Consegna A: Indica se ciascuna affermazione concorda con l'estratto sul cinema dell'orrore e la tecnologia, rispondendo sì o no e citando le parole del testo che lo stabiliscono: (i) The Ring è uscito in versione giapponese nel 1998 e in versione americana nel 2002; (ii) in Poltergeist il protagonista è un videoregistratore; (iii) Cell viene definito un film metonimico.
Consegna B: Prosegui l'estratto sul cinema dell'orrore e gli strumenti di comunicazione, partendo subito dopo l'ultima domanda.

Estratto:
I cellulari. Le onde magnetiche. Quei grandi piloni che deturpano il paesaggio con i loro ronzii elettrici, le scariche, gli impulsi invisibili che solcano l’etere. La comunicazione che diventa virale, infettiva, onnipresente. La Grande Rete che tutto unisce e a tutto collega. Il cinema dell’orrore opera in questo modo misterioso, quando vuole analizzare il presente, scava nel passato; quando desidera visualizzare qualche garbuglio della modernità, ecco che sbandiera un prodotto tecnologico che di contemporaneo, di innovativo, di attuale ha ben poco. Cosa c’è di più superato di un cellulare? Il telefonino fa parte del nostro quotidiano quanto il computer, il registratore o il televisore, cioè strumenti che da decenni sono entrati nelle nostre case, e di cui non notiamo nemmeno più la presenza. Sono oggetti d’arredamento, estensioni delle comuni abitudini domestiche, proprio come lo spazzolino da denti o le pantofole. Eppure è a questi strumenti che il cinema, con ciclica inesorabilità, guarda. Poltergeist (1982) aveva un televisore per protagonista, ma in realtà se la prendeva con il videoregistratore che proprio in quegli anni faceva disputare sui banchi degli avvocati la Sony da una parte e la Disney/Universal dall’altra; The Ring (versione giapponese e americana, del 1998 e del 2002 rispettivamente) scomodava il videoregistratore, in verità puntava il dito addosso a internet e a quello che ne sarebbe stato delle immagini e della loro riproducibilità tecnica. E Cell invece? È un film metonimico, anzi è un’equazione: sta al telefonino come la paura del cambiamento tecnologico sta all’opinione pubblica che non riesce a metabolizzarne gli effetti. Cosa stiamo diventando? Come ci stanno schiavizzando gli strumenti di comunicazione? E soprattutto in che cosa si stanno evolvendo?

Estratto dati:
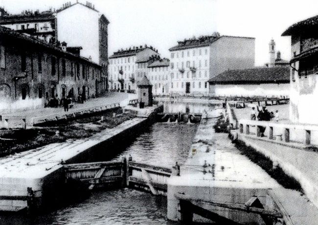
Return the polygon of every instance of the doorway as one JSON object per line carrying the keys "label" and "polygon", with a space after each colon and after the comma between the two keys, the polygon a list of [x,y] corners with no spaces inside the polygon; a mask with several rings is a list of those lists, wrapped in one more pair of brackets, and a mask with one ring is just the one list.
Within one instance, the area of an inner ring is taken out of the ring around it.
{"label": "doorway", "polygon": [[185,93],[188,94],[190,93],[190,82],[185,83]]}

---

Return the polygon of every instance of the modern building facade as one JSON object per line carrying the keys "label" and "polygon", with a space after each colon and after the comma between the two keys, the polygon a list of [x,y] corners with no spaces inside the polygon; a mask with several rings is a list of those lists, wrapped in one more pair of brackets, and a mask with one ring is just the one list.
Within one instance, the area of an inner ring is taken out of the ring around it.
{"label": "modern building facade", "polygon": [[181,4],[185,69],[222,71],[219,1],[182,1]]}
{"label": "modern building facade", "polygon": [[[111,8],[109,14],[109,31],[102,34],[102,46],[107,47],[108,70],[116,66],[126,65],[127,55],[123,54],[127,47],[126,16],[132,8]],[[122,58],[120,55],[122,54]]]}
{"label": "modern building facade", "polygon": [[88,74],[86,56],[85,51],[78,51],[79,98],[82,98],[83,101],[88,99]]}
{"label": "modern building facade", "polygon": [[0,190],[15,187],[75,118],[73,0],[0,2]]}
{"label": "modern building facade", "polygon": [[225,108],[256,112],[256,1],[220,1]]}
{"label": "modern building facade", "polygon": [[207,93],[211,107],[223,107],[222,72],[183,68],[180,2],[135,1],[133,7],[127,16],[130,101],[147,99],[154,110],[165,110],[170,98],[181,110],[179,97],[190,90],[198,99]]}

Risposta attesa A:
(i) Sì: «versione giapponese e americana, del 1998 e del 2002 rispettivamente».
(ii) No: «Poltergeist (1982) aveva un televisore per protagonista».
(iii) Sì: «È un film metonimico».

Risposta attesa B:
È questa l’idea alla base del noto romanzo di Stephen King da cui il film è tratto; è questo lo spunto che interessa a Tod Williams, già regista di Paranormal Activity 2 (2010), quando decide di metterne in scena la versione cinematografica. Un virus si intrufola nelle menti di milioni di persone che stanno parlando al telefono, e le fa impazzire. Le trasforma in cannibali sanguinari, in zombi mostruosi affamati di carne umana. Certo bisogna resistere, è necessario. C’è qualcuno che ancora ci crede, qualche disperato convinto che possa esistere un luogo, da qualche parte, in cui non ci sono tralicci, l’orizzonte è piano, la cupola del cielo priva di interferenze… Sono soltanto due, nel film di Williams: John Cusack, disegnatore, fumettista, romantico; Samuel L. Jackson, un negro. Personaggi destinati a perdere, per principio. E a sognare, come si confà a ogni minoranza che si rispetti. Ma il cambiamento è inesorabile, l’evoluzione dell’uomo destinata a compiersi: presto, infatti, gli sparuti sopravvissuti scopriranno che dietro l’apparente bestialità degli appestati c’è un ordine logico, una parvenza di organizzazione, come se fossero tutti parte di qualcosa di più grande, di totemico: una grande antenna parabolica che ne azzera le menti, una frequenza impazzita dal cui disordine indescrivibile emerge una disciplina inquietante. Il virus infatti muta, perché è un’infezione fatta di onde sonore, di magnetismo artificiale, di suoni che si propagano nell’ambiente. È un rumore cosmico che agisce a livello impercettibile, sull’inconscio, sui neuroni, sui meccanismi più nascosti della volontà.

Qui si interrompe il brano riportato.